> **REQUIREMENTS**
Rewrite the listing lines from the one containing "Return the mask of every instance of the rusty" through the one containing "Outlines of the rusty", changing "rusty metal frame" to "corroded steel frame" and leaving everything else as it is.

> **RECORD LIST**
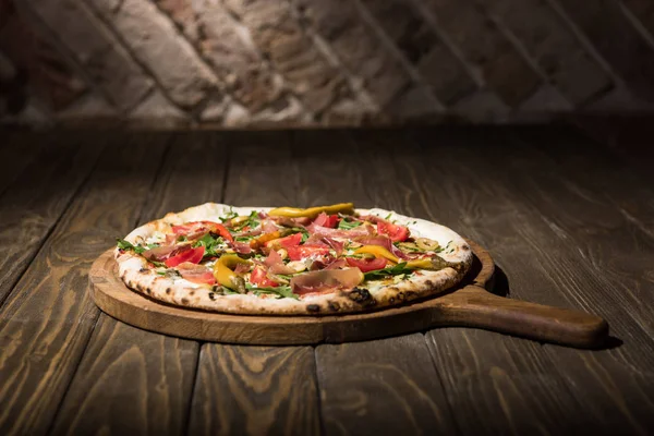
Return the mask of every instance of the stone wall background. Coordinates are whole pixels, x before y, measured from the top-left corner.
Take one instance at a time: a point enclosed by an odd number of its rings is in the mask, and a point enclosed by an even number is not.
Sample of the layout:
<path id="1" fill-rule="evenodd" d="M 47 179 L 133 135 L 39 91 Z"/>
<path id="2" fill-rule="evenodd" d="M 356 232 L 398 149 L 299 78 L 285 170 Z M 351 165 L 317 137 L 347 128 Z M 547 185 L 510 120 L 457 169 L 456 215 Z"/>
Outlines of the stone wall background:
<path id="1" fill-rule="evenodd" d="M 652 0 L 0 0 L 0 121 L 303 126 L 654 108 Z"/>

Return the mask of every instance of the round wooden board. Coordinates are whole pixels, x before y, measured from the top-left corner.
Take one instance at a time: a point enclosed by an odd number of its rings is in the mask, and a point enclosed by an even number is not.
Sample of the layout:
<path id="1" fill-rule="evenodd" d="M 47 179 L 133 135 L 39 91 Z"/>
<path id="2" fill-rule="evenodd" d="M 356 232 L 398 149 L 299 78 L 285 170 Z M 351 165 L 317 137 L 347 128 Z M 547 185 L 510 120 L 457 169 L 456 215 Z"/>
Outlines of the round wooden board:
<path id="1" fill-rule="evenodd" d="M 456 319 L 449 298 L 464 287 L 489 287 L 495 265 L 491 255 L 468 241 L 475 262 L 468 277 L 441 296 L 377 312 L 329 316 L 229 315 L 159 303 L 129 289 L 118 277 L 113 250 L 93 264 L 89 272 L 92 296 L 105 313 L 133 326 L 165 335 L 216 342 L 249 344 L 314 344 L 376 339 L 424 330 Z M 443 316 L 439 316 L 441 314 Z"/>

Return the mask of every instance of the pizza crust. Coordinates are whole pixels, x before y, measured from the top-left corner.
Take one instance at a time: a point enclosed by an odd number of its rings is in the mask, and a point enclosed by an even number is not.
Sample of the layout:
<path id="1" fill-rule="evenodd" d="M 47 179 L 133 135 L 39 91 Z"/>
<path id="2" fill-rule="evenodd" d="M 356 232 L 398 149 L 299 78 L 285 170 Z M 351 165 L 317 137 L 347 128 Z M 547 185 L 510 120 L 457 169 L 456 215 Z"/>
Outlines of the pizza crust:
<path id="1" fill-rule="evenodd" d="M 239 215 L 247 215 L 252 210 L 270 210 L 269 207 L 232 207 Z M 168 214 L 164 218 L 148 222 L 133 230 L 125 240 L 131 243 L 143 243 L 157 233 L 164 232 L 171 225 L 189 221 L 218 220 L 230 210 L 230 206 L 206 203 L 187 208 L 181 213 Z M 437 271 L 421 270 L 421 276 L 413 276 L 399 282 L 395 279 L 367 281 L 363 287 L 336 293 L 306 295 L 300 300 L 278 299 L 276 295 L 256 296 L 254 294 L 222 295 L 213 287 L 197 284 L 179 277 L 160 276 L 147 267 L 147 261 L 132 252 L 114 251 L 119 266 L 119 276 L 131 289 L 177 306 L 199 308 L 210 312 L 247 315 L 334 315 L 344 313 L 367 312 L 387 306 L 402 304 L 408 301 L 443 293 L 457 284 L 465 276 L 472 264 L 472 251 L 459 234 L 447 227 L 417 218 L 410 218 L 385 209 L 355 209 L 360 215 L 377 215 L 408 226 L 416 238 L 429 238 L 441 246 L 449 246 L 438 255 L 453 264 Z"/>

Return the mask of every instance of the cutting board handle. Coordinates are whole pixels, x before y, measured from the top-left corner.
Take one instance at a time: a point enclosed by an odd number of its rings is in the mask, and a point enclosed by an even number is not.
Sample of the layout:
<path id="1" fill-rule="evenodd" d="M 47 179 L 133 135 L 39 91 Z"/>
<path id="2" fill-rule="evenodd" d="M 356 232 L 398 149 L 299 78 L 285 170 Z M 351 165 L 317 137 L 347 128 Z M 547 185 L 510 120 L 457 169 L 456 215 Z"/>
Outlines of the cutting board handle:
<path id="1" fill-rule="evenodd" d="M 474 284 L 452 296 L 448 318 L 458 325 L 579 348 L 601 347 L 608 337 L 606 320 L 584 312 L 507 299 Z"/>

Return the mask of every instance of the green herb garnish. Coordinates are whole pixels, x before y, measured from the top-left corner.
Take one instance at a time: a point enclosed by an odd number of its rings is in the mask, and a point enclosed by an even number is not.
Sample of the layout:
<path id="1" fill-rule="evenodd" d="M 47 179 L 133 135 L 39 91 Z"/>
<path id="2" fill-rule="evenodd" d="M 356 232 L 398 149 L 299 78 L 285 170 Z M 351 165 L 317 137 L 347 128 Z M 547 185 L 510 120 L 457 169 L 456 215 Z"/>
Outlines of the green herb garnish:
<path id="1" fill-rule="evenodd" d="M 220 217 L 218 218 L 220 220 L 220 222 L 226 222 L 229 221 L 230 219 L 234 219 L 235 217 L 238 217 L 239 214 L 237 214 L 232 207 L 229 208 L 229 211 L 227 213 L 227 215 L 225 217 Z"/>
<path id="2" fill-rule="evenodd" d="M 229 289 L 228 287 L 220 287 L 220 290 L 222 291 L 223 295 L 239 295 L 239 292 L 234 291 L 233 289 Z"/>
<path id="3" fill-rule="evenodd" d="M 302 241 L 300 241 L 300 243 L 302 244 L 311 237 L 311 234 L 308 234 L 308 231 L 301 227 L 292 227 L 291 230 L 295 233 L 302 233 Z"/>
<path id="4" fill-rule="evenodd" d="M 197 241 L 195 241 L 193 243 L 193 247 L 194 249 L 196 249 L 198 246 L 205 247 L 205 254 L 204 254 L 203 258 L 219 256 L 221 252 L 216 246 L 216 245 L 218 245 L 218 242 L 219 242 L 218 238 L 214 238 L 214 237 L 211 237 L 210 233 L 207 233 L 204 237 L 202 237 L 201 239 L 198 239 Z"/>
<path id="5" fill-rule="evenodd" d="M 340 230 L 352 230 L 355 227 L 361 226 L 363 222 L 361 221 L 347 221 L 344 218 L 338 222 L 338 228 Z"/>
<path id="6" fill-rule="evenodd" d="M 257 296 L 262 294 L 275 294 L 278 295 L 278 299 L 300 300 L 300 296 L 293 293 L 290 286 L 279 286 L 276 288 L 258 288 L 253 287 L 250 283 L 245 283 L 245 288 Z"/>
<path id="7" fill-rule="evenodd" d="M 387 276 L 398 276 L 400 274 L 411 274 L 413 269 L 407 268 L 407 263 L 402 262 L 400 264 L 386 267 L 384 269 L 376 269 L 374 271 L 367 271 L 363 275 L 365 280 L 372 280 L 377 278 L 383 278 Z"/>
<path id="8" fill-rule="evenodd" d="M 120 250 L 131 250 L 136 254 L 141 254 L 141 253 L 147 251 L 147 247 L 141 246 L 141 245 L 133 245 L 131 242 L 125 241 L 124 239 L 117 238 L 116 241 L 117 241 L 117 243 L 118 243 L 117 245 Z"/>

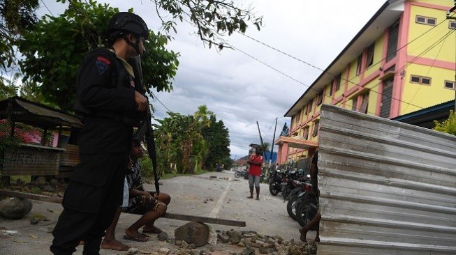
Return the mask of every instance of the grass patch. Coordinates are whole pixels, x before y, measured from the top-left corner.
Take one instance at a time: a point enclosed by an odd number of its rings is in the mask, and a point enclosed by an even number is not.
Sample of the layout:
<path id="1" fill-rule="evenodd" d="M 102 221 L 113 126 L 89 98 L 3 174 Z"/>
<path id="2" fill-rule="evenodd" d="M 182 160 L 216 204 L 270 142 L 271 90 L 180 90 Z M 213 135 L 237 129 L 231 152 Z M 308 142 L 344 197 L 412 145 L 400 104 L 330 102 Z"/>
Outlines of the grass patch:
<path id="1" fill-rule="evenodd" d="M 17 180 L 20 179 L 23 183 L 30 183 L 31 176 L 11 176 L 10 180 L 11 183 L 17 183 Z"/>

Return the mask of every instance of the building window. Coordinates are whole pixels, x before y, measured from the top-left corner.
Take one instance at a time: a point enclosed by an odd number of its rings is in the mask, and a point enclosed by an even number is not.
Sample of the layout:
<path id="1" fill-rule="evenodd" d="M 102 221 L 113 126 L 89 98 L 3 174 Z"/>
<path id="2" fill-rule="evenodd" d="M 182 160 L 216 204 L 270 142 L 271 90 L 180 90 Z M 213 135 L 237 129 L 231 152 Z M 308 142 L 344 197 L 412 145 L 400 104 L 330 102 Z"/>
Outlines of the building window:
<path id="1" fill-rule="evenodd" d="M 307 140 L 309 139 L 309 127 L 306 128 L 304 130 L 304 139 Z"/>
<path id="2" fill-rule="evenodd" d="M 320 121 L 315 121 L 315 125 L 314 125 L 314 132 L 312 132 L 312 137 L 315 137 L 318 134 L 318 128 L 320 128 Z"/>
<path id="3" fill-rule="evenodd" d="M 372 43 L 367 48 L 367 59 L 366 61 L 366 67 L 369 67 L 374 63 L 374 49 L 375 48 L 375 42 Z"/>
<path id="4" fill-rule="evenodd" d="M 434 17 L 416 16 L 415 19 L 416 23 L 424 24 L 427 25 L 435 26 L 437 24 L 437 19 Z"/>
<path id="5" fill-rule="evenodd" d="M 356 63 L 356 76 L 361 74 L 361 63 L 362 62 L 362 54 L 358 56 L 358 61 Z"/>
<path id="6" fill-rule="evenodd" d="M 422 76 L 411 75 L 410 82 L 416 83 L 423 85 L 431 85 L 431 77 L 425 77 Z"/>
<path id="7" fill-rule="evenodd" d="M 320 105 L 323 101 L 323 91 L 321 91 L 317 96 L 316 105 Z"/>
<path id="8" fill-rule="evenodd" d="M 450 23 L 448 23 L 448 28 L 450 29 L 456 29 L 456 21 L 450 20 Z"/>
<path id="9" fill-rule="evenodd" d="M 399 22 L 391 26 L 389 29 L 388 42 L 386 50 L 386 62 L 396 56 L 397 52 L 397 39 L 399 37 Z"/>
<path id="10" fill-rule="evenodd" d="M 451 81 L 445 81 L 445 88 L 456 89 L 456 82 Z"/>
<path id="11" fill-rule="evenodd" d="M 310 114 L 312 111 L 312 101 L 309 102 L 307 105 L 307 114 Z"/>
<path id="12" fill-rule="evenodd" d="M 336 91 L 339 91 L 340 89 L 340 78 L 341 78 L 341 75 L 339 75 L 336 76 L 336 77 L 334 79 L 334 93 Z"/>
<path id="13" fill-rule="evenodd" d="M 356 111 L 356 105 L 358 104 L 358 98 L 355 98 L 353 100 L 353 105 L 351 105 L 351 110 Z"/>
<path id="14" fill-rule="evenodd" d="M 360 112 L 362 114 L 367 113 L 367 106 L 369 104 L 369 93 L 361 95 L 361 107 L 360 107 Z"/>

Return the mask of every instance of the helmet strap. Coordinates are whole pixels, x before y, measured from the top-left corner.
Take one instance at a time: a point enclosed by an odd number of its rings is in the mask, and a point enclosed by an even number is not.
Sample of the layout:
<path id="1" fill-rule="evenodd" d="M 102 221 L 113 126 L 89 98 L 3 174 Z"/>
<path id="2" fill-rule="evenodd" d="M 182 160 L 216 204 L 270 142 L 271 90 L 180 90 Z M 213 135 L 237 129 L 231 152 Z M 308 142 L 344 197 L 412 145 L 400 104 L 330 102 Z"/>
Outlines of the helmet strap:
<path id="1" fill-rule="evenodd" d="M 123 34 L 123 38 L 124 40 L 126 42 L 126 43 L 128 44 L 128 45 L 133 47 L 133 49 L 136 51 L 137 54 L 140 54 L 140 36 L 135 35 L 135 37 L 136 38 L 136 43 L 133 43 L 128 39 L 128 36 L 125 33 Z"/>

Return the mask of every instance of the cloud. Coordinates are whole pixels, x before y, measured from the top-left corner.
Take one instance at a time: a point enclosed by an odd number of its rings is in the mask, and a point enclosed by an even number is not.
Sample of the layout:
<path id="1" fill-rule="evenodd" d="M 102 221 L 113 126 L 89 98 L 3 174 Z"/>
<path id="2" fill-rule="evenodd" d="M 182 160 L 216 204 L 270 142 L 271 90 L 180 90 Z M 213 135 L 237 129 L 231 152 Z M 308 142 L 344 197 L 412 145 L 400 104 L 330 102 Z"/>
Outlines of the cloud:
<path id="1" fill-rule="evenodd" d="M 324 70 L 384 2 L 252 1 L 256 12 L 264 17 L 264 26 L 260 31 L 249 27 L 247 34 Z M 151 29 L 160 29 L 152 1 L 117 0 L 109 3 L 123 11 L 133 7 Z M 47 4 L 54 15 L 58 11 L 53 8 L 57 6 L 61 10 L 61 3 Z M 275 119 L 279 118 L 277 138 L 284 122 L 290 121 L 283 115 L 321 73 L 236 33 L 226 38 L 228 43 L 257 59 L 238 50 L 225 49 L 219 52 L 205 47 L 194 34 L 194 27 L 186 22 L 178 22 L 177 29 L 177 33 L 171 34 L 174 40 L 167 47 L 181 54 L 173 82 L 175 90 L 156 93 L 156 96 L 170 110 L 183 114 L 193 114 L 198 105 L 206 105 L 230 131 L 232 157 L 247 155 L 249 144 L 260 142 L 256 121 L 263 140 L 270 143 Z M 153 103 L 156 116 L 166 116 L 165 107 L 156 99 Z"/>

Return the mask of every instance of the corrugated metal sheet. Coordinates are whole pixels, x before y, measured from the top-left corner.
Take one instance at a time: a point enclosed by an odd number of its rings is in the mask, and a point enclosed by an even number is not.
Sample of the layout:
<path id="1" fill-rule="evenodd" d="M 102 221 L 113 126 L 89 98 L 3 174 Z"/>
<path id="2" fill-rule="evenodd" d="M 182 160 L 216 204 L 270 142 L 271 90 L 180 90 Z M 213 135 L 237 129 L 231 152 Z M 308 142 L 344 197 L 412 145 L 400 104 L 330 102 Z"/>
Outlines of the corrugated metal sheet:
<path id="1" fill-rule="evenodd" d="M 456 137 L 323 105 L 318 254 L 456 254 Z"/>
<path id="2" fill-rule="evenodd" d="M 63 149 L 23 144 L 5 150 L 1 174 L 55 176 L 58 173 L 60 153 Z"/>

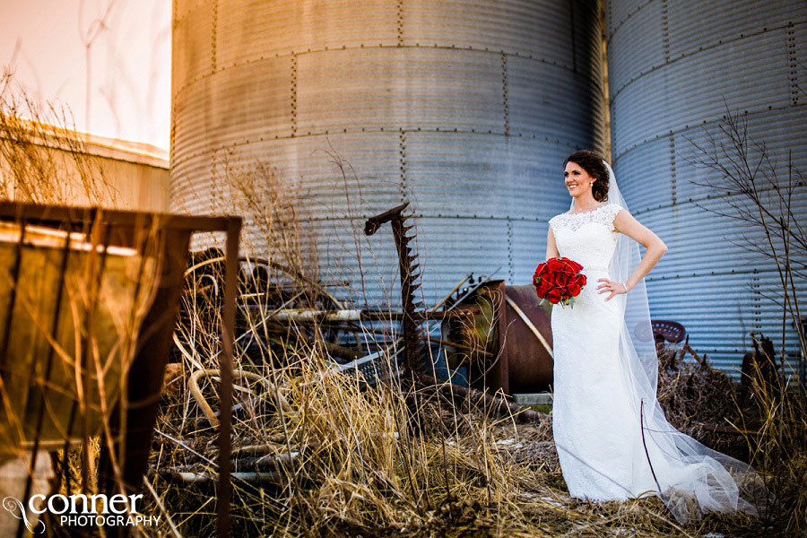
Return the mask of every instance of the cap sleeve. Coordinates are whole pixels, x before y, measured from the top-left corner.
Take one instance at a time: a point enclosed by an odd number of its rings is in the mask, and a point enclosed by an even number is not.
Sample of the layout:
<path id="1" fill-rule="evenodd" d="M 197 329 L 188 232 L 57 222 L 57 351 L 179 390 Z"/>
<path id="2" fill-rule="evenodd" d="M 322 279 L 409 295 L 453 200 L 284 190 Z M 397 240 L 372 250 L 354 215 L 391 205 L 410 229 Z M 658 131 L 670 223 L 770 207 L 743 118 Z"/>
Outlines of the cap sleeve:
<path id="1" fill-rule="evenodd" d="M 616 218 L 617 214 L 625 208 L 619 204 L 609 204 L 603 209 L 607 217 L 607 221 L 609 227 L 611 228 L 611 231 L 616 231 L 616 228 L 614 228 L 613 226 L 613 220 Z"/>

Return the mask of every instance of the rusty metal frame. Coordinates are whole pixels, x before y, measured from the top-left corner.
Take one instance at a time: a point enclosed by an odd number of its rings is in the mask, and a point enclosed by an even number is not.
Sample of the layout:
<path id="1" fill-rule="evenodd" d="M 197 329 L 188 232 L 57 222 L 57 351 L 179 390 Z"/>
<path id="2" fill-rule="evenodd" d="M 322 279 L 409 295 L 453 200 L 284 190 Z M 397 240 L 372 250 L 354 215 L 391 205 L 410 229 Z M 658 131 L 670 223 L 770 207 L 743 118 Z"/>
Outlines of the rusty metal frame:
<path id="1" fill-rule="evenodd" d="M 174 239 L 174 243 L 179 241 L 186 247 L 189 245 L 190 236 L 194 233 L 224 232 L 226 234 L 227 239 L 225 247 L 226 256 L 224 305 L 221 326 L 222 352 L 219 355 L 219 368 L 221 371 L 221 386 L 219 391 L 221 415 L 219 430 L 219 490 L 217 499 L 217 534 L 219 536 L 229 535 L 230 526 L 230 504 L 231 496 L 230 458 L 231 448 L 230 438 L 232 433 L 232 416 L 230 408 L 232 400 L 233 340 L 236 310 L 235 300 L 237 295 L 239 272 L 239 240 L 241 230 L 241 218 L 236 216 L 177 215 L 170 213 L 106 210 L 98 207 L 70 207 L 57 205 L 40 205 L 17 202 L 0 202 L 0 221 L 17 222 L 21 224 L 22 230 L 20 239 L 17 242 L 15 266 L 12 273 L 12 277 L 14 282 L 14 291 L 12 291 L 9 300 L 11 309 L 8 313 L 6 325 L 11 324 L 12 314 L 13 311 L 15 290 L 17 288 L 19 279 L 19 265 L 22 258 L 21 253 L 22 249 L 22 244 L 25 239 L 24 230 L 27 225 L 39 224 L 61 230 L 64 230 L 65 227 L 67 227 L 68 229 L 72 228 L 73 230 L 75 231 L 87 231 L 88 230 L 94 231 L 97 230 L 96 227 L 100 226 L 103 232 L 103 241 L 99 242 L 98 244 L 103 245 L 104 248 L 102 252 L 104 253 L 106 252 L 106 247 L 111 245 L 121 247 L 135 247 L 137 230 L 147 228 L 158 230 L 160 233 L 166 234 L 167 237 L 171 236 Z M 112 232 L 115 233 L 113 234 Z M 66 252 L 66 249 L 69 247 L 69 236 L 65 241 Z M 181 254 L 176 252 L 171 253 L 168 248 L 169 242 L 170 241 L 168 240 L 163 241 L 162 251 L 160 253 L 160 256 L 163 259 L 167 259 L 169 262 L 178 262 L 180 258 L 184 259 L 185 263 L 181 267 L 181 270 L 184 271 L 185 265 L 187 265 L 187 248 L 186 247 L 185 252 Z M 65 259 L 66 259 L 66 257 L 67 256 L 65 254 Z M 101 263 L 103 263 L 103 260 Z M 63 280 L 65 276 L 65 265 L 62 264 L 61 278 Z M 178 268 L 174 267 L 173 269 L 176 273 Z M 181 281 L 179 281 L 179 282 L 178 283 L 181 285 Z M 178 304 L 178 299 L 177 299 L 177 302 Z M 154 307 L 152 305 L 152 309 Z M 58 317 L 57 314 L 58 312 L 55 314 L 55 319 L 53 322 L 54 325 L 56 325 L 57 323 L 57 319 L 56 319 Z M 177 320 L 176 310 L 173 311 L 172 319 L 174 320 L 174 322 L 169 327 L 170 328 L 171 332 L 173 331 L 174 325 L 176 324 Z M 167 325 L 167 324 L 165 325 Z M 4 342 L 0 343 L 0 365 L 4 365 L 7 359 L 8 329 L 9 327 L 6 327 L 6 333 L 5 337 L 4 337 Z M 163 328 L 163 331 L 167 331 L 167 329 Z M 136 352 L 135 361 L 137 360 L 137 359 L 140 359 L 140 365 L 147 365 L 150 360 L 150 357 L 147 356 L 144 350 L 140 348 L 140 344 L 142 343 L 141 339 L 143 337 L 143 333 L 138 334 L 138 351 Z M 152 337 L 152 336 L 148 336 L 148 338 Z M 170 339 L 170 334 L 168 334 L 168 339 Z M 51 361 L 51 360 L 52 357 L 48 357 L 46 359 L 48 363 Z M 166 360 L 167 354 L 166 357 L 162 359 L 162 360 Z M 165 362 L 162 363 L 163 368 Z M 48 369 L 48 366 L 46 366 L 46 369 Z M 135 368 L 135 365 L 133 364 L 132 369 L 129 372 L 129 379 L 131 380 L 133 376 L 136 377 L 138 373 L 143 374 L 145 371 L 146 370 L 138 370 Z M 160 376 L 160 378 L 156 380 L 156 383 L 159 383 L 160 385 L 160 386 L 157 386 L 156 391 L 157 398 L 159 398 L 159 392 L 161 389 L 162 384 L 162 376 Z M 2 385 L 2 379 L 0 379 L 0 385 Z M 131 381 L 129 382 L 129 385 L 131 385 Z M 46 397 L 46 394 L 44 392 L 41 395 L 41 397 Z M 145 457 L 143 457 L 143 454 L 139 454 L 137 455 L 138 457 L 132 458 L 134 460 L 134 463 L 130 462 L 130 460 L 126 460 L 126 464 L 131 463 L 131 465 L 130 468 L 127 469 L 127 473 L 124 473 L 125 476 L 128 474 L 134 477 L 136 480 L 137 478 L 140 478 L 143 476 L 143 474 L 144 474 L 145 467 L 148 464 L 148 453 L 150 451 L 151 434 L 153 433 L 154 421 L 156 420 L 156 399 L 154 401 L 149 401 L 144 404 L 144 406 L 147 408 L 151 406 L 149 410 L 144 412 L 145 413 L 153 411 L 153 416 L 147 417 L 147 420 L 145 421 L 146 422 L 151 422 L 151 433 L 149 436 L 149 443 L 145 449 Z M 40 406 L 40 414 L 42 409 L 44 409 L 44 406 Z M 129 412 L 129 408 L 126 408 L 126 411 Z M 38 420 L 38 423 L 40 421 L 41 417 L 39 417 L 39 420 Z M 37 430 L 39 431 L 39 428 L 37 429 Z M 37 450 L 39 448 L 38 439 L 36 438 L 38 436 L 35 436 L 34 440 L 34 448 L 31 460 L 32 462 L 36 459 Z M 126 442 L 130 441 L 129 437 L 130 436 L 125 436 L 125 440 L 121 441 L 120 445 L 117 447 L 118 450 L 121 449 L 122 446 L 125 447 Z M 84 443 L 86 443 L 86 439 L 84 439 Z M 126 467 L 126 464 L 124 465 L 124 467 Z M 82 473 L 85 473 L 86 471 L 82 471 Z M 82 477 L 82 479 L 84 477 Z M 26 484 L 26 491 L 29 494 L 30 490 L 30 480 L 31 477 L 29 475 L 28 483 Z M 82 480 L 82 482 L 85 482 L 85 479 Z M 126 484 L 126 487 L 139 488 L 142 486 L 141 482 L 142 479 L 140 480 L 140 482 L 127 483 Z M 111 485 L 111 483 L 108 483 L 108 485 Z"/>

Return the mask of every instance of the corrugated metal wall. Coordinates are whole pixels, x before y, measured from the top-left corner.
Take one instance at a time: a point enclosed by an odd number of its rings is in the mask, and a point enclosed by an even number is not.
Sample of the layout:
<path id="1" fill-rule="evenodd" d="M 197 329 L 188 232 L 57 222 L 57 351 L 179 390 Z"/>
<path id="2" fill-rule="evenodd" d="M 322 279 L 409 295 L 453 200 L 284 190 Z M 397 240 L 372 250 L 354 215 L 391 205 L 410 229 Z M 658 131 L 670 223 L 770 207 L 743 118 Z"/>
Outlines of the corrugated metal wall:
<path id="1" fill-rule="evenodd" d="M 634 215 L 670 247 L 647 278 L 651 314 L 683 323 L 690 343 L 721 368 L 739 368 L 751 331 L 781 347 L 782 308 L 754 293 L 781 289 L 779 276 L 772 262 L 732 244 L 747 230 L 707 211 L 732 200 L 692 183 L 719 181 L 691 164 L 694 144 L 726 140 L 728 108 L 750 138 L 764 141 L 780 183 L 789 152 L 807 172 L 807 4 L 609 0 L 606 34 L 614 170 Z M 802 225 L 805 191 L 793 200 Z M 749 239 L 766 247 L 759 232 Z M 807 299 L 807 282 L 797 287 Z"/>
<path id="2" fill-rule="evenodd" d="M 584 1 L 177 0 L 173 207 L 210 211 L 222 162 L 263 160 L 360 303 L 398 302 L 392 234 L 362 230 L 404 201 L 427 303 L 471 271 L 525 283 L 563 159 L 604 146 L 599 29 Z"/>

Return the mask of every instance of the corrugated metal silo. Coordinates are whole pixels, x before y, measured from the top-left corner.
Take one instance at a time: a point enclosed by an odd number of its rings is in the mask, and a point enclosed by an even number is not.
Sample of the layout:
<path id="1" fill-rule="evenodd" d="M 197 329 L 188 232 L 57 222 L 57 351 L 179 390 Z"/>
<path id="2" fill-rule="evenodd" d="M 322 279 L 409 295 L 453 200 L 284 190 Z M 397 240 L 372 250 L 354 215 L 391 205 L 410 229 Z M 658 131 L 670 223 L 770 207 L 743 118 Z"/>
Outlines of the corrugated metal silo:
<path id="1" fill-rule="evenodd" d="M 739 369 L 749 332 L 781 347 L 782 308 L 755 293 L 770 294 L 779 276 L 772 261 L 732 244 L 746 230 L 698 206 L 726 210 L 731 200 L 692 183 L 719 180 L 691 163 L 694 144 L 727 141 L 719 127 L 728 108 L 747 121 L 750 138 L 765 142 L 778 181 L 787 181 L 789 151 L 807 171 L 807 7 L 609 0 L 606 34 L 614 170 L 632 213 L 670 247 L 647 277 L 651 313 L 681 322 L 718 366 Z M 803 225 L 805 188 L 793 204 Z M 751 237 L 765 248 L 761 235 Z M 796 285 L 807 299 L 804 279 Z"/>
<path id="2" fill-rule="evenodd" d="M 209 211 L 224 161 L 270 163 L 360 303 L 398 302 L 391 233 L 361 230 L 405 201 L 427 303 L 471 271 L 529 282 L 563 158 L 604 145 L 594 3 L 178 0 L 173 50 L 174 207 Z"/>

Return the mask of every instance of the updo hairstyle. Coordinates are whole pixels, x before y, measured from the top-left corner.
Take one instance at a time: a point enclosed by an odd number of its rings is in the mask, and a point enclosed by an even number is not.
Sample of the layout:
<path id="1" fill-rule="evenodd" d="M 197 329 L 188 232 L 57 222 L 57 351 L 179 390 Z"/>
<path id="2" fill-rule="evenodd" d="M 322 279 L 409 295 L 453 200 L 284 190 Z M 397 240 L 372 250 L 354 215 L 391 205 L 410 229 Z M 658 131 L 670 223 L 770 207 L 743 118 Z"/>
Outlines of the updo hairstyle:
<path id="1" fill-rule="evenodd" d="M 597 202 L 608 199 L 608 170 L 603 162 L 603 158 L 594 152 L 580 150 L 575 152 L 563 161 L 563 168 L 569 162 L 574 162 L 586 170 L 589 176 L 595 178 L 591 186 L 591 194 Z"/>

> **CORRECT OUTPUT**
Return the mask of every instance of the corroded steel frame. Coordinates are whole pixels, x before y, measured from the top-left corner.
Take one instance at a time: a point enclosed by an odd number of its rings is in the mask, and a point enclosed by an even number is not.
Sample of the layout:
<path id="1" fill-rule="evenodd" d="M 197 329 L 188 232 L 57 222 L 57 351 L 179 390 Z"/>
<path id="2" fill-rule="evenodd" d="M 322 279 L 409 295 L 453 200 L 284 190 Z M 397 240 L 372 250 L 354 215 L 391 205 L 410 229 Z M 658 131 L 670 223 L 770 207 L 743 118 Z"/>
Outlines of the corroded steel frame:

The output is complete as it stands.